__Source extract__:
###

One is as follows. The real world economy is growing. Its need for credit and insurance will obviously grow too. Even if it only grew at the same rate, given that financial markets are increasingly global, it is not surprising that the finance industry should grow lopsidedly in some countries (Britain, for example, where it employed 11% of the working population in 1980 and 22% today) rather than in others. The apparent overblown growth of the finance industry in the Anglo-Saxon economies is simply a function of the division of labour. Maybe, but that is hard to reconcile with the fact that the volume of exchange transactions is a three-figure multiple of the volume needed to settle world trade.
A second argument is as follows. As material technology so improves that a declining fraction of the labour force is needed to produce an ever-expanding volume of material goods, more and more income is devoted to the purchase of, and more and more people are employed in the production of, services. Business services expand as more and more complex specialties are provided through the market rather than in-house, tourism expands, entertainment expands, and naturally financial services expand too; more people have larger volumes of financial assets which they are anxious to have taken care of and the growth of the speculative element in financial transactions simply parallels the growth of casinos in the entertainment industry.

###

__Tasks for this exercise__:
• A. Translate the sentence "Its need for credit and insurance will obviously grow too." from the passage on the finance industry's growth into Spanish.
• B. Write out the passage on the finance industry's growth between "One is as follows." and "settle world trade.", inclusive, without changing a word.

Excerpts from a pointing dataset:
###

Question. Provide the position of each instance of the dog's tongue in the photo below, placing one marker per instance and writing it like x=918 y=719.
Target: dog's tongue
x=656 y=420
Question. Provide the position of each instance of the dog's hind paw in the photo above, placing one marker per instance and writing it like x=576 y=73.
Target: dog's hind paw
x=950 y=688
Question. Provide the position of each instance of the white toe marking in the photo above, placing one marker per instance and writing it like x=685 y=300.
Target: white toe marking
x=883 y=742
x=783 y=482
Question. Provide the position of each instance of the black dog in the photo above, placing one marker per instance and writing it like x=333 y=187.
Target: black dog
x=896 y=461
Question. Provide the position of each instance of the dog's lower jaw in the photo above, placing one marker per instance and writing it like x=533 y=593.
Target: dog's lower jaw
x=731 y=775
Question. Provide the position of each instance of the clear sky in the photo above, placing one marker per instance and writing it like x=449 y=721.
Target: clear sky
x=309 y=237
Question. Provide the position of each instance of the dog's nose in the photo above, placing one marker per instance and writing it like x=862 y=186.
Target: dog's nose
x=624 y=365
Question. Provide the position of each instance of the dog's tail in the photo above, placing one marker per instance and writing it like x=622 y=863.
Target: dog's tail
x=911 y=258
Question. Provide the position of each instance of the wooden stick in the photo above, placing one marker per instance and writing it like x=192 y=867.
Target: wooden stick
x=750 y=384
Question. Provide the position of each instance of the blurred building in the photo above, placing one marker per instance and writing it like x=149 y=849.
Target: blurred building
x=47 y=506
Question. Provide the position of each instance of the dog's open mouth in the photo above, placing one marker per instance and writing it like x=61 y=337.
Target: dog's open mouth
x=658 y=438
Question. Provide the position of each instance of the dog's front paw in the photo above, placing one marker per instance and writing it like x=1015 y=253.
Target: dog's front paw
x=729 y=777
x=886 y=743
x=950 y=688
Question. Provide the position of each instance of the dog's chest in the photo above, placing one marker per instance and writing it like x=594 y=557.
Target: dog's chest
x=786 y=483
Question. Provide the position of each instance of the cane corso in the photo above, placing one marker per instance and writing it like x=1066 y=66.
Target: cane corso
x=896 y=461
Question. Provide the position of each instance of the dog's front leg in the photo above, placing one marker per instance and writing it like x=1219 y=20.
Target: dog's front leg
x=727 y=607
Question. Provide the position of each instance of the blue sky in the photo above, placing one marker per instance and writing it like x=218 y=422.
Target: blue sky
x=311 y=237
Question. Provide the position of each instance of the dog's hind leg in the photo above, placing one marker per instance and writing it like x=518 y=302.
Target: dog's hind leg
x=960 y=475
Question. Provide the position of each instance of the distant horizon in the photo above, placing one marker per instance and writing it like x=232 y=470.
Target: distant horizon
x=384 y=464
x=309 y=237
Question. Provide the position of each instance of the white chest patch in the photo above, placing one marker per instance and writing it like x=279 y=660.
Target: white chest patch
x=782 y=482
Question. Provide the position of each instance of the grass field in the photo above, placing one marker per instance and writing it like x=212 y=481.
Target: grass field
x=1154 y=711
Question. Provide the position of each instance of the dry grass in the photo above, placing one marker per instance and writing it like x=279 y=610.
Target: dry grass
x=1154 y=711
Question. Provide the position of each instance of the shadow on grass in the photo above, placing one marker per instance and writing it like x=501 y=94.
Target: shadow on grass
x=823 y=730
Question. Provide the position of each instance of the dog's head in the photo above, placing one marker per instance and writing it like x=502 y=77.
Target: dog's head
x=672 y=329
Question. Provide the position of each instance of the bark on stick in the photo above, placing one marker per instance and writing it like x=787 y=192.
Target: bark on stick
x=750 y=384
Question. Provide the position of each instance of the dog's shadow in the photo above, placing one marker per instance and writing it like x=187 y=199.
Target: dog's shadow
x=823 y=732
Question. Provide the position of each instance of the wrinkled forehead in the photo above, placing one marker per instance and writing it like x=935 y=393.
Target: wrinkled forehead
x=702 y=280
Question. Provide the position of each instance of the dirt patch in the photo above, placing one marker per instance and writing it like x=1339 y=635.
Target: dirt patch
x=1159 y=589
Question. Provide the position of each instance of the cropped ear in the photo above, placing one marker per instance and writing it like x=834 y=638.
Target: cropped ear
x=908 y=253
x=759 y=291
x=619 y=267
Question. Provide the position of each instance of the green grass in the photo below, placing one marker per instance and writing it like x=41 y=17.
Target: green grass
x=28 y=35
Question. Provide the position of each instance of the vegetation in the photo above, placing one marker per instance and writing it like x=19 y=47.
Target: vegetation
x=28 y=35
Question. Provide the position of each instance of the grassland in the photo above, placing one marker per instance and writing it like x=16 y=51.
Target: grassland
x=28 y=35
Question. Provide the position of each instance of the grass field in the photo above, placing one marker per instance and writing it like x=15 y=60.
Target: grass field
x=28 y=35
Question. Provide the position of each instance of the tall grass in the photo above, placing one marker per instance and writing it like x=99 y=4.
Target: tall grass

###

__Final answers__:
• A. Su necesidad de crédito y de seguros obviamente también crecerá.

• B.
One is as follows. The real world economy is growing. Its need for credit and insurance will obviously grow too. Even if it only grew at the same rate, given that financial markets are increasingly global, it is not surprising that the finance industry should grow lopsidedly in some countries (Britain, for example, where it employed 11% of the working population in 1980 and 22% today) rather than in others. The apparent overblown growth of the finance industry in the Anglo-Saxon economies is simply a function of the division of labour. Maybe, but that is hard to reconcile with the fact that the volume of exchange transactions is a three-figure multiple of the volume needed to settle world trade.